* _Extract to read_:
Though often done, common wisdom holds it an act of naïve recklessness to make broad comparisons across cultures. Wabi-sabi is an aesthetic with its roots in Song Dynasty China and Heian Japan that rose to great influence in Muromachi and early Edo Japan. To analyze, compare, and apply it across five centuries and, even more questionably, 12,000 km of diverse cultures clearly offends rational sensibilities. But, oddly, naïvite is not out of place here. One of the tenets of Ch’an and Zen Buddhism is that enlightenment comes as a lightning bolt that makes dutiful piety and methodical study irrelevant. The reverence of structure and tradition that lies at the heart of Confucian, Catholic, and contemporary western scientific and academic practice, is suspect, in this thread of Buddhist thought, as a kind of attachment (upādāna, in Sanskrit).

There is a parallel that has been drawn – one that I want to examine at another time – between this rejection of reverence in Zen and the embrace of play in postmodern theory. But for the moment, let’s look at wabi-sabi. The original meanings of the words wabi and sabi are themselves in dispute, with evidence that the words have bent around the aesthetic concepts as much as they originally described them. The focus is on beauty in simplicity and the commonplace. Wabi connotes, among others, sadness, inadequacy, poverty, loneliness, simplicity; sabi, rusticity (or maybe “the rustic” as a class, something that must appear somewhere in William Gilpin or Uvedale Price’s essays on the Picturesque), the serenity of age, and, literally, rust. The aesthetic follows directly from the mono no aware (roughly, the melancholy of things) of the Heian era and the Buddhist tenet of anitya, or impermanence, but also has resonance with aspects of the sublime, the Italian Arte Povera movement, and Epicurean simplicity. It is this last association that has brought wabi-sabi into the popular imagination over the last two decades with the rise of green politics, simple living, slow food, and their broad echoes in upper middle class lifestyle magazines.

* _Given data_:
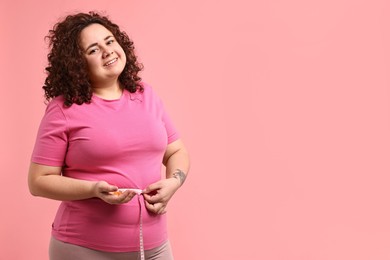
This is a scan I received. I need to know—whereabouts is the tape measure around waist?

* _Directive 1_: Retype part of the passage on wabi-sabi word for word. Begin at the words "Though often done, common" and stop after "(upādāna, in Sanskrit).".
* _Directive 2_: In the passage on wabi-sabi, which connotations are given for the word wabi?
* _Directive 3_: Write what follows the final sentence of the passage on wabi-sabi.

* _Exercise output 1_:
Though often done, common wisdom holds it an act of naïve recklessness to make broad comparisons across cultures. Wabi-sabi is an aesthetic with its roots in Song Dynasty China and Heian Japan that rose to great influence in Muromachi and early Edo Japan. To analyze, compare, and apply it across five centuries and, even more questionably, 12,000 km of diverse cultures clearly offends rational sensibilities. But, oddly, naïvite is not out of place here. One of the tenets of Ch’an and Zen Buddhism is that enlightenment comes as a lightning bolt that makes dutiful piety and methodical study irrelevant. The reverence of structure and tradition that lies at the heart of Confucian, Catholic, and contemporary western scientific and academic practice, is suspect, in this thread of Buddhist thought, as a kind of attachment (upādāna, in Sanskrit).

* _Exercise output 2_: Sadness, inadequacy, poverty, loneliness, and simplicity.

* _Exercise output 3_:
While the interest has been in Asian aesthetics generally, wabi-sabi has become the shorthand for a complexity that most would rather allude to than meaningfully engage. Outside the academic journals, there are only a few works that try to explain wabi-sabi to a broader audience in a substantive way. In this post, I want to look at one, Wabi Sabi, the Japanese art of impermanence (by Andrew Juniper, Tuttle, 2003), which comes closest and yet misses most fundamentally.

Juniper, an English designer with years in Japan and a decent grasp on the language behind him, structures his book sensibly, running from overview, though a description of Zen, medieval cultural history, aesthetics, high art, and ending in his personal interest, contemporary craft. He hits all the key figures and concepts with many classic examples from poetry, garden design, and tea ceremony. He diverts from the predictable to share examples that nicely illuminate the form in passages from the life of Ryokan to catch the importance of playfulness, and provides a particularly focused analysis of the materials of wabi-sabi and how they interact with the design aesthetic.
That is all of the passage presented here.